Work instruction = What lines in this listing contain the string "below"? Report each one by copying it.

Data shown =

+ + + + + + +

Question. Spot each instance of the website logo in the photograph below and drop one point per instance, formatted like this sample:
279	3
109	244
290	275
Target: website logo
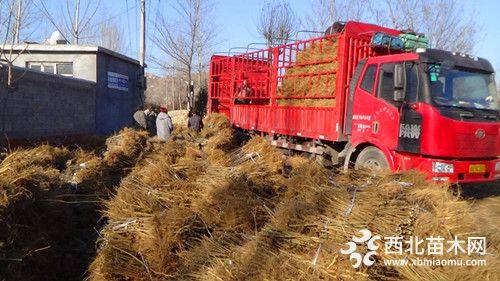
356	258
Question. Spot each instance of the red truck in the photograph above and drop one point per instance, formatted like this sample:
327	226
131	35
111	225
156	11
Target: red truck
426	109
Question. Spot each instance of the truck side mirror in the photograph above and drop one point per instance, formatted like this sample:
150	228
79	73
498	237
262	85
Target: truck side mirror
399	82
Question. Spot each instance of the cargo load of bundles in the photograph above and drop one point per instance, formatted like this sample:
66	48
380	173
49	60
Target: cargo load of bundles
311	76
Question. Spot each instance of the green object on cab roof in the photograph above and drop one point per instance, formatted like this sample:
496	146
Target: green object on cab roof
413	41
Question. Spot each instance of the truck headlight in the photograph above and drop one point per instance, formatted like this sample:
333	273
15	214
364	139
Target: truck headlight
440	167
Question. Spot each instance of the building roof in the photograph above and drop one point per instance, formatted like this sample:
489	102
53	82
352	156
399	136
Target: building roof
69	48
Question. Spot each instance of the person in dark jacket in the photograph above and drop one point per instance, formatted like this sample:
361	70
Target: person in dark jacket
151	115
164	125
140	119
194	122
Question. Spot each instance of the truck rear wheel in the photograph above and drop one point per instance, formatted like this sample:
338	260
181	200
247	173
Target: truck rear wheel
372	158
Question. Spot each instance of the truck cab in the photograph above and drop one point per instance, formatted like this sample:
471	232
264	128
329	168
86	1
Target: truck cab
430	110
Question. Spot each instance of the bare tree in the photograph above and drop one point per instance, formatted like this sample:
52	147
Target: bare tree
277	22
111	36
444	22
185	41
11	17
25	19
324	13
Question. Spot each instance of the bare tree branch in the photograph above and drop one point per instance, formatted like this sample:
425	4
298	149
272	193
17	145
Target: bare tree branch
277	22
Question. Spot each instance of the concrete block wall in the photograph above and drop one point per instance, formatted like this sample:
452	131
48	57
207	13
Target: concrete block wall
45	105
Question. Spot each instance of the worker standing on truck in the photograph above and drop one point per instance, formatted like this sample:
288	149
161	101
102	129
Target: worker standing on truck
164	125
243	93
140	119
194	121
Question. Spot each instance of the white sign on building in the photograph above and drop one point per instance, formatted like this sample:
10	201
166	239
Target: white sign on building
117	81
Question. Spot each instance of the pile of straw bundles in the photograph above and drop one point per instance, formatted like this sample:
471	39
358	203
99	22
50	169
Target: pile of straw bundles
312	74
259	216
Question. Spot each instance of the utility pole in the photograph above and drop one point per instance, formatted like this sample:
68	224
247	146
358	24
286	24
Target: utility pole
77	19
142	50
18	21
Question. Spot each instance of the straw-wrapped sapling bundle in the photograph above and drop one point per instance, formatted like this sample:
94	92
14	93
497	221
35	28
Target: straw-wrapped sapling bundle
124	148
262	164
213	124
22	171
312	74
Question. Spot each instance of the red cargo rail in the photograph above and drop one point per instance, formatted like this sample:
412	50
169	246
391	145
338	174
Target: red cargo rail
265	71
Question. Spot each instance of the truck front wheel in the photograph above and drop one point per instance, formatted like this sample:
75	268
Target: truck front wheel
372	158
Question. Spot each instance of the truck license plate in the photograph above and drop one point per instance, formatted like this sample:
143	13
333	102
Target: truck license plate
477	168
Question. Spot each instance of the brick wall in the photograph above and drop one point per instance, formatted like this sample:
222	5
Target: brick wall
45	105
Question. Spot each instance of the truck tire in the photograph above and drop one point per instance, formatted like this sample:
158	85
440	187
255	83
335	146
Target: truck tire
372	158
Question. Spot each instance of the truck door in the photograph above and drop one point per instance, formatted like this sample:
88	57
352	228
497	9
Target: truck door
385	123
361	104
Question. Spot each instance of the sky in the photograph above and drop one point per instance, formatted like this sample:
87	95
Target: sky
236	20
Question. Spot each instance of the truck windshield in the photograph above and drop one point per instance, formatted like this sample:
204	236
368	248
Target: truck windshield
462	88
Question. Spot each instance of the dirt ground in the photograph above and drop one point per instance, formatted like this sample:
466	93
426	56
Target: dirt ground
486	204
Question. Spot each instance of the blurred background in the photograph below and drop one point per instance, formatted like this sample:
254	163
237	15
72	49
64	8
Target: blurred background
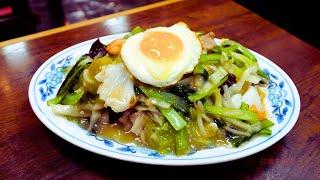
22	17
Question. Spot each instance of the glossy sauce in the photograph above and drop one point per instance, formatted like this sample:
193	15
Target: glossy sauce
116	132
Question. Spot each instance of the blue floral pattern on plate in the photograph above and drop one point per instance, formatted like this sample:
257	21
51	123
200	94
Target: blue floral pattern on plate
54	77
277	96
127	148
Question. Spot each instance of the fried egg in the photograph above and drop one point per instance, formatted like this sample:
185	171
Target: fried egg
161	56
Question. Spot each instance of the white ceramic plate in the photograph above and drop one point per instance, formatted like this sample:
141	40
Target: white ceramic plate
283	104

+ + + + + + +

Written reply =
Question. Spot each instance of the website logo in the photograph below and drop one point per instance, formatted like this sample:
Question. Spot each instance of the blurred background in the photograph below and drop one point per instance, formatted like this sample:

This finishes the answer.